> Written task
In the material below, change every "with a single space between them" to "separated by one space" and give all the lines again with nothing else altered.

Pointing and labeling entries
══════

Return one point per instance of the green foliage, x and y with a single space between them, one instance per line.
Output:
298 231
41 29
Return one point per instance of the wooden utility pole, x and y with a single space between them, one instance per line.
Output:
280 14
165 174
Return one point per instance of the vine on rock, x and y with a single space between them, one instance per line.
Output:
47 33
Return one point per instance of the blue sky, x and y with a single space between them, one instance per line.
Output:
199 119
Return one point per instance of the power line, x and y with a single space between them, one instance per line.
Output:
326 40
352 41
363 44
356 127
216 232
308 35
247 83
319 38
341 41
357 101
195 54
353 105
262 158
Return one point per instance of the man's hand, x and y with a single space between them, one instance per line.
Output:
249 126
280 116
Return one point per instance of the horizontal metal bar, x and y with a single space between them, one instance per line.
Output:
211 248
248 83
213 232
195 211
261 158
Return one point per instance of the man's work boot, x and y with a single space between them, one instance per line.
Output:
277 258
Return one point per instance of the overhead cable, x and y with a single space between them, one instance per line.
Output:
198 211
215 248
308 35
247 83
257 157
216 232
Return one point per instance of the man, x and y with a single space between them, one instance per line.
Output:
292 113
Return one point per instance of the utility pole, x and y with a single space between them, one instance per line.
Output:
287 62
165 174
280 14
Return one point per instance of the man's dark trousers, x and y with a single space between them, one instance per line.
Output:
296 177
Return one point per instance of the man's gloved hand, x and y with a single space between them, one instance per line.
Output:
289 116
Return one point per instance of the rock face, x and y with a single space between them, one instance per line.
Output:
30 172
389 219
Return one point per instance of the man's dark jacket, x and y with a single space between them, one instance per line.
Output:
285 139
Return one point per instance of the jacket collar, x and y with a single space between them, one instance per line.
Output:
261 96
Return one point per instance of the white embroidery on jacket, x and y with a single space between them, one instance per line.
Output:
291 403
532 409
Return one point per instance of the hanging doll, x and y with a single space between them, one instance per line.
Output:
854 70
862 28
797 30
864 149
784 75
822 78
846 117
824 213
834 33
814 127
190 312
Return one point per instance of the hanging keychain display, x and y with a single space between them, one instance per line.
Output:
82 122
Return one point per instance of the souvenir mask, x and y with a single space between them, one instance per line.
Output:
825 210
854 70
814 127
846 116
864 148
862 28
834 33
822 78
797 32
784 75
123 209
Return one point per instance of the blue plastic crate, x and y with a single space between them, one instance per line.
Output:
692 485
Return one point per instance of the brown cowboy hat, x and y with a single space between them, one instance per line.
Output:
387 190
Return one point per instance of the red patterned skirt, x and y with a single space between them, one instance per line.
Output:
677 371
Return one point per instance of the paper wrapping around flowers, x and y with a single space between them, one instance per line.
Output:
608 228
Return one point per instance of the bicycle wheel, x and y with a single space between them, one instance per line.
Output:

══════

> Exercise output
Return one point per instance of the green foliage, x and y separated by one space, one instance per line.
Output:
298 231
41 29
Return one point per instance of the wooden utility pole, x and y separated by one space, one instance per line.
Output:
280 14
165 174
Return one point per instance of the vine on rock, x and y separated by one space, one instance per line.
Output:
47 33
Return one point per instance of the blue sky, x and y separated by one space, one instance per line.
Output:
199 119
Return one point per instance of the power line, x and y separated by one space, one instance per line.
Output:
326 40
352 41
363 44
356 127
216 232
308 35
247 83
319 38
341 41
357 101
195 54
353 105
262 158
Return one point per instance of the man's hand, x and y separated by one space, one instance per line.
Output:
249 126
280 116
Return one point per instance of the horizontal metal bar, x and y separated by one space, one instance per line.
Output:
211 248
248 83
213 232
195 211
261 158
Return one point per instance of the man's work boot, x and y separated by one space, one instance per line.
Output:
277 258
Return one point per instance of the overhead cable, x and y separated by one space, one instance per line.
Output:
198 211
215 248
308 35
247 83
257 157
216 232
Return one point per instance of the man, x and y separated by one space, one instance per line.
Output:
292 113
Return one point per instance of the utility pole, x and y separated by one space, one instance per line.
Output:
287 62
165 174
280 14
Return one point per instance of the man's dark trousers, x and y separated by one space, one instance per line.
Output:
296 177
Return one point per instance of the man's gloved hand, x and y separated by one space, one instance per line.
Output:
289 116
Return one point per instance of the rock face, x and y separated by one space, one instance per line.
Output:
30 172
389 219
Return one point per instance of the man's dark jacket, x and y separated by one space, one instance per line.
Output:
285 139
Return one point per instance of the jacket collar, x and y separated by one space, one instance per line.
Output:
261 96
Return one point per instance of the white embroidery on jacket, x and y separated by one space, one instance per line.
Output:
291 403
532 409
Return one point per instance of the hanging doll, x and y separated by one space, one instance per line.
Output:
854 70
862 28
797 30
864 149
784 75
822 78
846 117
824 213
834 33
814 127
190 312
Return one point per instance of the hanging keychain display, x and y separated by one space, one instance per line.
Output:
82 122
Return one point per instance of the souvenir mask, x and y separated by one space, one instance per line.
Output:
825 210
854 70
814 127
846 116
864 148
862 28
834 33
822 78
797 32
784 75
123 209
Return one point per instance of the blue plastic crate, x and y separated by one space, one instance per line.
Output:
692 485
Return one point per instance of the brown cowboy hat, x and y separated by one space, one instance per line.
Output:
387 190
Return one point per instance of the red patterned skirt, x and y separated by one space, one instance per line.
Output:
677 371
Return one point per instance of the paper wrapping around flowers, x and y separated by one space, one instance per line.
Output:
608 228
Return one point per instance of the bicycle wheel, x and y separated by one space, one instance per line.
Output:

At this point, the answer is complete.